Identify each line in the data below that contains the string "this", matching uppercase and lowercase exactly, and copy every such line in full.

Data supplied Start Marker

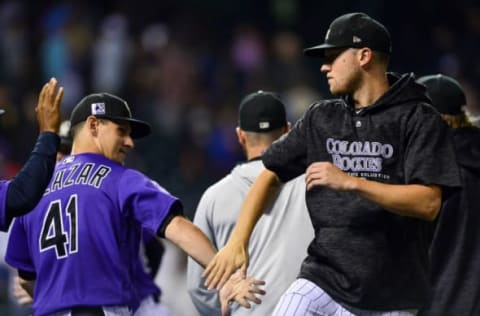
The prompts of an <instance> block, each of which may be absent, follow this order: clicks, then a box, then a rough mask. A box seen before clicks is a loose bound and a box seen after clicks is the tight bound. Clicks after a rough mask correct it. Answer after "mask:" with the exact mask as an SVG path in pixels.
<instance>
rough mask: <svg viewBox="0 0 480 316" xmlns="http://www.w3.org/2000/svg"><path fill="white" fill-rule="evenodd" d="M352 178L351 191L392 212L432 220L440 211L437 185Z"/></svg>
mask: <svg viewBox="0 0 480 316" xmlns="http://www.w3.org/2000/svg"><path fill="white" fill-rule="evenodd" d="M353 178H354V179H355V180H354V181H352V183H353V187H352V188H353V191H355V192H357V193H359V194H360V195H361V196H363V197H364V198H366V199H368V200H370V201H372V202H374V203H376V204H378V205H380V206H381V207H383V208H385V209H386V210H388V211H390V212H392V213H396V214H399V215H403V216H412V217H417V218H421V219H424V220H429V221H432V220H434V219H435V218H436V216H437V214H438V212H439V211H440V207H441V203H442V190H441V188H440V187H439V186H437V185H429V186H427V185H419V184H408V185H394V184H385V183H381V182H377V181H371V180H366V179H363V178H356V177H353Z"/></svg>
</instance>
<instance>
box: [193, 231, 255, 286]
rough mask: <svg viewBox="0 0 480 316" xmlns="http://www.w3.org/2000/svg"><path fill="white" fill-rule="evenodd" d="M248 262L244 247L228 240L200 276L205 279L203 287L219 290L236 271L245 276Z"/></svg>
mask: <svg viewBox="0 0 480 316" xmlns="http://www.w3.org/2000/svg"><path fill="white" fill-rule="evenodd" d="M248 260H249V257H248V251H247V249H246V246H245V245H243V244H242V243H237V242H235V241H231V240H229V241H228V242H227V244H226V245H225V247H223V248H222V249H220V251H219V252H218V253H217V254H216V255H215V257H213V259H212V260H211V261H210V262H209V263H208V265H207V267H206V268H205V271H204V272H203V274H202V277H204V278H205V286H206V287H207V288H208V289H213V288H216V289H221V288H222V286H223V285H224V284H225V282H226V281H227V280H228V278H229V277H230V276H231V275H232V274H233V273H234V272H235V271H236V270H237V269H240V271H241V272H242V273H243V275H246V272H247V267H248Z"/></svg>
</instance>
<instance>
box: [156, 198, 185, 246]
mask: <svg viewBox="0 0 480 316" xmlns="http://www.w3.org/2000/svg"><path fill="white" fill-rule="evenodd" d="M179 215H180V216H183V205H182V202H180V201H179V200H177V201H175V202H174V203H173V204H172V207H171V208H170V212H168V215H167V217H166V218H165V220H164V221H163V223H162V225H160V227H159V228H158V230H157V236H158V237H161V238H165V230H166V229H167V226H168V224H170V222H171V221H172V219H173V218H174V217H175V216H179Z"/></svg>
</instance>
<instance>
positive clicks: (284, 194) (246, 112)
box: [187, 91, 313, 316]
mask: <svg viewBox="0 0 480 316" xmlns="http://www.w3.org/2000/svg"><path fill="white" fill-rule="evenodd" d="M238 125H239V126H238V127H237V137H238V142H239V143H240V145H241V146H242V148H243V150H244V152H245V155H246V157H247V162H245V163H241V164H238V165H237V166H236V167H235V168H234V169H233V170H232V172H231V173H230V174H229V175H227V176H226V177H224V178H223V179H221V180H220V181H219V182H217V183H215V184H214V185H212V186H211V187H209V188H208V189H207V191H206V192H205V193H204V194H203V196H202V199H201V200H200V203H199V205H198V207H197V211H196V213H195V219H194V224H195V225H196V226H198V227H199V228H200V229H201V230H202V231H203V232H204V233H205V234H206V235H207V236H208V238H209V239H210V240H211V241H212V243H213V244H214V245H215V247H216V248H221V247H223V246H224V245H225V244H226V243H227V240H228V237H229V236H230V233H231V232H232V230H233V227H234V226H235V223H236V222H237V217H238V214H239V211H240V208H241V205H242V202H243V199H244V198H245V196H246V194H247V192H248V189H249V188H250V186H251V184H252V183H253V181H254V180H255V178H256V177H257V176H258V175H259V174H260V172H261V171H262V170H263V168H264V166H263V163H262V161H261V159H260V156H261V155H262V153H263V152H264V151H265V149H266V148H267V147H268V146H269V145H270V144H271V143H272V142H273V141H275V140H276V139H277V138H279V137H280V136H281V135H283V134H284V133H286V132H288V130H289V124H288V123H287V119H286V115H285V107H284V105H283V103H282V102H281V101H280V99H279V98H278V97H277V96H276V95H275V94H273V93H270V92H263V91H258V92H256V93H252V94H250V95H247V96H246V97H245V98H244V99H243V100H242V102H241V104H240V109H239V118H238ZM266 213H267V214H268V215H267V216H263V217H262V219H261V220H260V221H259V222H258V224H257V226H256V228H255V230H254V232H253V234H252V237H251V239H250V246H249V250H248V251H249V255H250V258H251V259H252V260H251V261H252V265H251V266H250V269H249V273H251V274H252V275H255V276H256V277H257V278H259V279H261V280H264V281H265V282H266V288H265V290H266V292H267V294H266V296H265V297H264V300H263V302H262V304H260V305H253V306H252V307H251V308H250V309H245V308H241V306H240V305H238V304H237V305H234V306H232V309H231V314H232V315H234V316H238V315H259V316H264V315H271V313H272V312H273V309H274V307H275V304H276V303H277V301H278V299H279V298H280V296H281V294H282V293H283V291H285V290H286V289H287V287H288V286H289V285H290V283H291V282H293V280H295V278H296V277H297V274H298V272H299V271H300V265H301V263H302V260H303V259H304V258H305V257H306V254H307V252H306V250H307V247H308V243H309V242H310V241H311V240H312V238H313V228H312V224H311V221H310V219H309V217H308V213H307V209H306V205H305V178H304V176H299V177H296V178H295V179H293V180H291V181H289V182H287V183H285V185H284V186H283V189H282V190H281V191H280V193H279V195H278V197H277V198H276V200H275V202H274V203H273V205H272V207H271V208H269V209H268V211H266ZM270 214H271V215H270ZM202 272H203V268H202V267H201V266H200V265H199V264H198V263H196V262H195V261H194V260H190V259H189V262H188V281H187V282H188V288H189V293H190V296H191V297H192V300H193V302H194V304H195V306H196V308H197V309H198V311H199V312H200V314H201V315H205V316H207V315H208V316H212V315H219V314H220V304H219V302H218V297H217V294H216V292H214V291H208V290H207V289H206V288H205V287H204V286H203V280H202V278H201V274H202Z"/></svg>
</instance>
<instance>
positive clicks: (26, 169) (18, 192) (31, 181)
mask: <svg viewBox="0 0 480 316" xmlns="http://www.w3.org/2000/svg"><path fill="white" fill-rule="evenodd" d="M62 97H63V88H62V87H60V88H59V89H58V90H57V79H55V78H52V79H50V81H49V82H47V83H46V84H45V85H44V86H43V88H42V90H41V91H40V95H39V98H38V103H37V107H36V108H35V112H36V113H37V122H38V125H39V131H40V135H39V136H38V139H37V143H36V144H35V147H34V149H33V151H32V153H31V155H30V158H29V159H28V161H27V162H26V163H25V165H24V166H23V168H22V169H21V170H20V172H19V173H18V174H17V175H16V176H15V177H14V178H13V179H12V180H11V181H0V231H7V230H8V228H9V226H10V223H11V221H12V219H13V218H14V217H16V216H21V215H23V214H25V213H26V212H28V211H30V210H32V209H33V207H34V206H35V205H36V204H37V202H38V201H39V200H40V198H41V197H42V194H43V191H44V190H45V187H46V186H47V184H48V182H49V181H50V177H51V175H52V172H53V168H54V166H55V155H56V153H57V148H58V145H59V142H60V139H59V137H58V136H57V132H58V128H59V126H60V103H61V101H62ZM3 113H4V110H0V114H3Z"/></svg>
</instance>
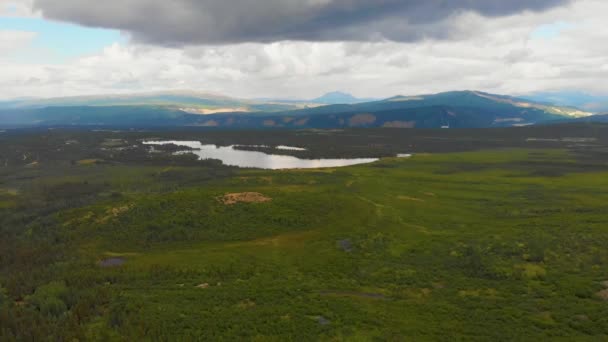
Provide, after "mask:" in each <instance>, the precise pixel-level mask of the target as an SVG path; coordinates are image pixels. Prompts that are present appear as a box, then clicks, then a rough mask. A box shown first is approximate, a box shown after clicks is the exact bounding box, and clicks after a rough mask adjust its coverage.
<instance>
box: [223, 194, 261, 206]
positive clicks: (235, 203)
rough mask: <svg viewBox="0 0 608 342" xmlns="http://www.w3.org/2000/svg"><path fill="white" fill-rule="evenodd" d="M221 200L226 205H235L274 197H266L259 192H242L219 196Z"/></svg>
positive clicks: (226, 194)
mask: <svg viewBox="0 0 608 342" xmlns="http://www.w3.org/2000/svg"><path fill="white" fill-rule="evenodd" d="M219 201H220V202H222V203H224V204H225V205H233V204H237V203H264V202H270V201H272V198H270V197H266V196H264V195H262V194H260V193H259V192H241V193H233V194H226V195H224V196H222V197H220V198H219Z"/></svg>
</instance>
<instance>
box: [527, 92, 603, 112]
mask: <svg viewBox="0 0 608 342" xmlns="http://www.w3.org/2000/svg"><path fill="white" fill-rule="evenodd" d="M523 98H525V99H527V100H531V101H536V102H546V103H553V104H555V105H558V106H570V107H577V108H581V109H583V110H585V111H589V112H594V113H602V112H603V113H606V112H608V96H605V95H592V94H588V93H583V92H579V91H559V92H538V93H534V94H530V95H526V96H523Z"/></svg>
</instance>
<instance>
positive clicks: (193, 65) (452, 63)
mask: <svg viewBox="0 0 608 342" xmlns="http://www.w3.org/2000/svg"><path fill="white" fill-rule="evenodd" d="M607 12H608V3H607V2H605V1H603V0H580V1H577V2H575V3H574V4H573V5H571V6H568V7H560V8H555V9H552V10H550V11H546V12H543V13H537V12H526V13H520V14H515V15H511V16H506V17H501V18H492V19H489V18H487V17H484V16H481V15H479V14H474V13H462V14H460V15H458V16H457V17H454V18H453V21H452V24H451V25H453V27H454V28H455V30H457V31H458V32H460V34H459V35H458V37H453V39H450V40H430V39H429V40H422V41H417V42H389V41H380V42H295V41H280V42H274V43H245V44H231V45H214V46H209V45H196V46H186V47H180V48H171V47H162V46H155V45H145V44H142V43H136V42H131V43H128V44H122V45H118V44H115V45H112V46H109V47H107V48H105V49H104V51H103V52H101V53H99V54H96V55H93V56H86V57H82V58H79V59H77V60H75V61H73V62H71V63H69V64H64V65H42V64H25V63H18V62H16V61H11V62H9V61H4V62H2V59H1V58H0V96H1V97H17V96H65V95H76V94H93V93H125V92H136V91H152V90H167V89H192V90H200V91H212V92H219V93H225V94H229V95H234V96H241V97H269V96H271V97H313V96H317V95H319V94H320V93H323V92H326V91H331V90H336V89H339V90H344V91H349V92H352V93H354V94H355V95H358V96H364V97H372V96H373V97H383V96H387V97H388V96H391V95H395V94H417V93H426V92H437V91H445V90H456V89H478V90H485V91H490V92H497V93H509V94H522V93H528V92H533V91H540V90H562V89H580V90H586V91H591V92H598V93H608V86H606V84H605V82H604V80H605V78H606V76H608V59H607V58H606V57H605V56H608V46H606V45H605V44H603V42H605V41H607V40H608V29H607V28H606V27H605V24H604V18H603V17H604V15H603V13H607ZM559 23H567V25H560V31H559V32H555V34H553V35H550V36H542V35H536V34H534V32H536V31H537V30H538V28H539V27H543V26H547V25H548V26H549V27H550V26H551V25H557V24H559ZM0 37H1V36H0ZM1 39H2V38H0V40H1Z"/></svg>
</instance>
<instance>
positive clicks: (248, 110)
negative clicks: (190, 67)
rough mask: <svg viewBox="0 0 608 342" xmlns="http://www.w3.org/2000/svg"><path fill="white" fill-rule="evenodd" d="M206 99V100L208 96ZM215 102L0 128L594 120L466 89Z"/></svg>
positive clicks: (501, 121) (49, 118)
mask: <svg viewBox="0 0 608 342" xmlns="http://www.w3.org/2000/svg"><path fill="white" fill-rule="evenodd" d="M204 101H211V100H209V99H208V98H205V100H204ZM217 101H218V102H215V103H214V105H215V106H216V107H214V109H213V108H212V109H209V108H203V109H199V112H195V111H193V110H189V109H188V108H184V106H165V105H162V104H153V105H146V106H138V105H133V106H125V105H112V106H103V105H101V106H71V107H70V106H66V107H60V106H59V107H58V106H52V107H43V108H27V109H19V108H17V109H15V108H13V109H9V110H3V111H0V123H4V124H12V125H19V124H21V125H102V126H103V125H108V126H110V125H118V126H129V127H146V126H195V127H207V128H215V129H259V128H291V129H301V128H328V129H329V128H348V127H391V128H441V127H450V128H482V127H509V126H525V125H534V124H537V123H546V122H553V121H560V120H561V121H564V120H570V119H574V118H584V117H589V116H590V115H591V113H587V112H584V111H581V110H579V109H576V108H570V107H559V106H554V105H551V104H544V103H538V102H534V101H528V100H524V99H521V98H516V97H512V96H506V95H497V94H490V93H485V92H480V91H470V90H467V91H452V92H444V93H437V94H430V95H416V96H401V95H399V96H394V97H391V98H388V99H384V100H377V101H372V102H363V103H354V104H332V105H324V106H304V107H298V106H291V105H287V106H285V107H281V105H280V104H271V103H265V104H257V103H254V104H251V103H247V104H243V103H236V102H235V103H233V102H230V101H231V100H230V99H228V100H226V98H223V97H222V98H220V99H218V100H217ZM205 103H208V102H205ZM218 104H219V105H223V106H224V107H223V108H222V107H220V106H219V105H218ZM239 104H240V105H243V106H245V105H247V106H249V107H247V108H243V110H240V109H241V108H237V107H235V106H236V105H239ZM230 106H232V107H230ZM203 111H206V112H203ZM201 114H205V115H201ZM134 118H135V119H134Z"/></svg>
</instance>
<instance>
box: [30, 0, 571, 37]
mask: <svg viewBox="0 0 608 342" xmlns="http://www.w3.org/2000/svg"><path fill="white" fill-rule="evenodd" d="M570 1H572V0H532V1H530V0H100V1H95V0H88V1H83V0H34V4H35V7H36V8H37V9H39V10H41V11H42V12H43V14H44V16H45V17H47V18H50V19H56V20H61V21H68V22H73V23H77V24H81V25H85V26H94V27H104V28H114V29H120V30H124V31H127V32H130V33H131V34H132V35H133V37H134V38H135V39H137V40H140V41H144V42H149V43H155V44H162V45H188V44H210V43H211V44H225V43H239V42H272V41H280V40H304V41H339V40H346V41H369V40H378V39H388V40H394V41H415V40H418V39H422V38H446V37H449V36H450V32H449V31H450V30H449V25H447V24H446V22H449V18H450V16H452V15H454V14H458V13H462V12H467V11H473V12H477V13H479V14H482V15H485V16H490V17H491V16H505V15H510V14H514V13H518V12H522V11H526V10H531V11H542V10H545V9H548V8H551V7H555V6H559V5H563V4H565V3H567V2H570Z"/></svg>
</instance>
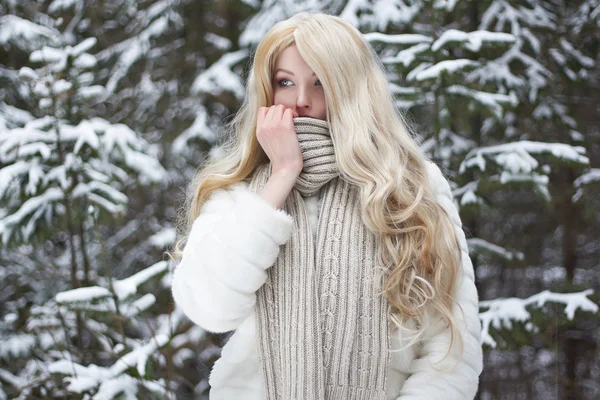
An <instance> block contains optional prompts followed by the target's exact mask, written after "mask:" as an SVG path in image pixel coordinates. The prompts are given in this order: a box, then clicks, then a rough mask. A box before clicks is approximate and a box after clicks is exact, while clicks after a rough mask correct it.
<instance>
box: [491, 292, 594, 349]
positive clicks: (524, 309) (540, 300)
mask: <svg viewBox="0 0 600 400" xmlns="http://www.w3.org/2000/svg"><path fill="white" fill-rule="evenodd" d="M593 293H594V291H593V289H587V290H584V291H583V292H578V293H553V292H550V291H549V290H544V291H543V292H541V293H538V294H535V295H533V296H530V297H528V298H526V299H519V298H516V297H510V298H505V299H495V300H488V301H480V302H479V307H480V308H487V309H488V310H487V311H483V312H480V313H479V319H480V320H481V323H482V332H481V341H482V344H487V345H489V346H491V347H493V348H495V347H496V345H497V343H496V341H495V340H494V339H493V338H492V336H491V335H490V326H491V327H493V328H494V329H502V328H507V329H511V328H512V324H513V322H524V323H525V329H527V330H528V331H535V329H536V327H535V326H534V325H533V323H532V322H531V321H530V320H531V314H530V313H529V311H527V309H526V307H527V306H535V307H537V308H541V307H542V306H544V304H546V303H548V302H553V303H561V304H564V305H565V314H566V315H567V318H568V319H569V320H573V317H574V316H575V312H576V311H577V310H578V309H581V310H582V311H589V312H593V313H595V312H598V305H597V304H595V303H593V302H592V301H591V300H590V299H588V298H587V296H589V295H591V294H593Z"/></svg>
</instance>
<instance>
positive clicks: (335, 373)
mask: <svg viewBox="0 0 600 400" xmlns="http://www.w3.org/2000/svg"><path fill="white" fill-rule="evenodd" d="M294 126H295V128H296V133H297V137H298V142H299V143H300V148H301V149H302V154H303V160H304V166H303V169H302V172H301V174H300V176H299V178H298V179H297V181H296V185H295V186H294V188H293V189H292V191H291V192H290V194H289V196H288V198H287V199H286V201H285V204H284V206H283V209H284V210H285V211H286V212H287V213H288V214H290V215H291V216H292V217H293V219H294V225H293V230H292V236H291V238H290V239H289V240H288V242H287V243H286V244H285V245H283V247H282V248H280V253H279V255H278V257H277V259H276V261H275V264H274V265H273V266H272V267H271V268H268V269H267V280H266V283H265V284H264V285H263V286H262V287H261V288H260V289H259V290H258V292H257V302H256V306H255V308H256V323H257V340H258V343H257V344H258V353H259V360H260V364H261V373H262V378H263V382H264V388H265V392H266V400H385V399H386V387H387V374H388V367H389V363H390V352H389V351H388V349H389V348H390V333H389V330H388V329H389V328H388V315H389V313H390V306H389V302H388V301H387V299H386V298H385V296H377V294H376V292H375V291H376V289H377V288H381V287H382V286H381V285H382V283H383V281H382V279H383V278H382V275H383V274H381V273H380V272H381V271H380V269H379V268H377V265H376V263H377V257H376V255H377V251H378V243H377V239H376V236H375V235H374V234H373V233H372V232H371V231H370V230H368V229H367V227H366V226H365V225H364V223H363V222H362V218H361V210H360V198H359V191H358V189H357V188H356V187H355V186H353V185H351V184H349V183H348V182H346V181H344V180H342V179H341V178H340V177H339V170H338V167H337V163H336V160H335V155H334V147H333V142H332V140H331V137H330V135H329V125H328V123H327V122H326V121H322V120H318V119H313V118H305V117H303V118H295V119H294ZM270 176H271V164H270V163H268V164H263V165H261V166H260V167H258V168H257V169H256V171H255V173H254V175H253V177H252V180H251V183H250V190H252V191H254V192H259V191H260V189H262V187H263V186H264V185H265V184H266V183H267V181H268V179H269V177H270ZM320 189H322V190H323V192H322V193H321V196H322V201H321V207H320V211H319V219H318V227H317V233H316V239H315V241H314V242H313V236H312V234H311V229H310V226H309V220H308V216H307V213H306V207H305V204H304V200H303V196H309V195H312V194H315V193H316V192H317V191H318V190H320ZM378 276H379V277H380V278H377V277H378Z"/></svg>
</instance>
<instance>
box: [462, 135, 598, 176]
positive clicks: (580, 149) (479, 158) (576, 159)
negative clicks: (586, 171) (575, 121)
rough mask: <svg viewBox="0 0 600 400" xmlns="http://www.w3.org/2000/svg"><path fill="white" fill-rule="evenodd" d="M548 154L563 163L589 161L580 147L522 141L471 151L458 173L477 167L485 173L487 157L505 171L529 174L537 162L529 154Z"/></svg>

Data supplied End Marker

Task answer –
The prompts of an <instance> block, each of which may be absent, follow this order: clicks, then a box, then a rough mask. A box seen before clicks is a loose bound and a box seen after clicks is the tight bound. Clicks after a rough mask correct it. Answer after "mask:" with the exact mask as an SVG path in pixels.
An <instance> block contains optional prompts followed by the target's exact mask, written after "mask:" as an SVG path in image pixel coordinates. The prompts are given in this order: a box, then clicks, then a rough mask. A box before clicks is approximate and a box after clicks is exact, while clicks after a rough mask correct it.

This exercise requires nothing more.